---------- PASSAGE SHOWN ----------
Some agencies, such as border patrols, may employ planes because they can fly higher and faster, characteristics that would be advantageous in that situation. By the way, New York City established the first police aviation department in 1919 with two fixed-wing airplanes, but since the 1940s whirlybirds have become the aircraft of choice and are likely to remain so.
Q: In the past couple of weeks, I’ve been awakened by the singing of birds long before even the crack of dawn. What’s going on, what kind of birds are these and how long will this continue?
C.B., of Belleville
A: Looks like I need to have a word with you, Casey: earbuds. (Or maybe a nice white-noise machine.) Mother Nature is waking up from her winter slumbers, so if this early-morning warbling isn’t music to your ears, you’ll have to find another way to overpower your avian symphony. It’s an annual rite of spring that likely will continue right through the summer, according to one of my very favorite bird brains, Trudy Moore at Wild Birds Unlimited in Swansea.
“They’re starting to get frisky,” she said. “The birds know spring is coming, so they’re getting ready to find a mate and pair up and make a nest and have babies and do their thing. If you watch closely (although probably not at 4 a.m.) some of the birds are starting to exhibit mating behavior. Just the other day I watched a pair of cardinals feeding each other, which is a sign of courting. So this is very normal.”
---------- RECORDED DATA ----------
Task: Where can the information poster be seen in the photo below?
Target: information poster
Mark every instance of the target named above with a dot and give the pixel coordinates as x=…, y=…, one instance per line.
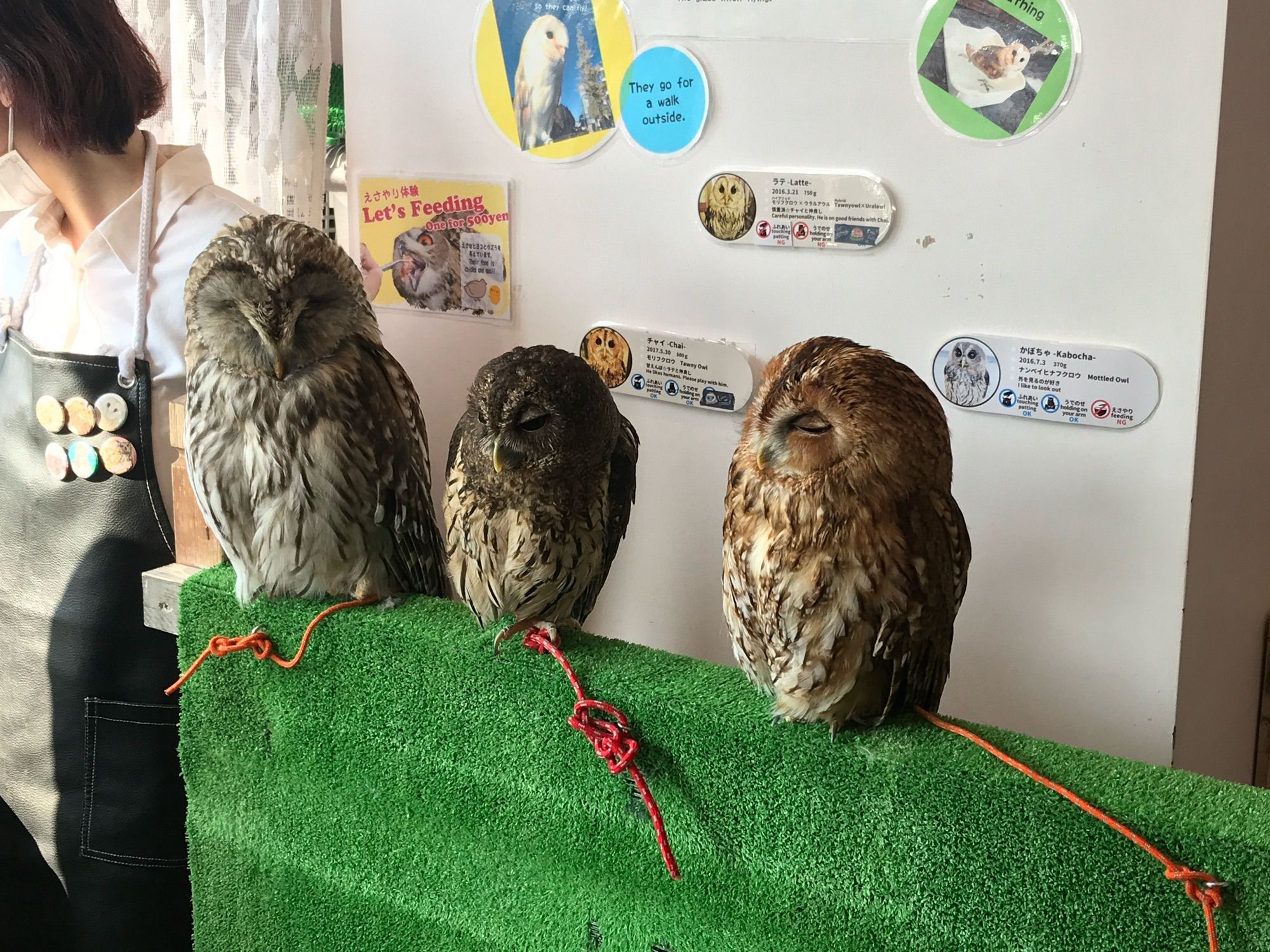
x=797, y=210
x=551, y=72
x=436, y=246
x=712, y=375
x=996, y=69
x=835, y=21
x=1046, y=380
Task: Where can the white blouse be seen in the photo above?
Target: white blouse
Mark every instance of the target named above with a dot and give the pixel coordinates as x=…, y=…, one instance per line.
x=84, y=300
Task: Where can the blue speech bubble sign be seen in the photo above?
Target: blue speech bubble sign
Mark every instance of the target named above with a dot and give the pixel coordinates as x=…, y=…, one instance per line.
x=665, y=101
----------
| EXERCISE REQUIREMENTS |
Edit the passage above: reproduce it beginning at the words "C.B., of Belleville" and stopping after "Unlimited in Swansea.", with "earbuds" replaced by "earplugs".

| OUTPUT OF THE TASK |
C.B., of Belleville
A: Looks like I need to have a word with you, Casey: earplugs. (Or maybe a nice white-noise machine.) Mother Nature is waking up from her winter slumbers, so if this early-morning warbling isn’t music to your ears, you’ll have to find another way to overpower your avian symphony. It’s an annual rite of spring that likely will continue right through the summer, according to one of my very favorite bird brains, Trudy Moore at Wild Birds Unlimited in Swansea.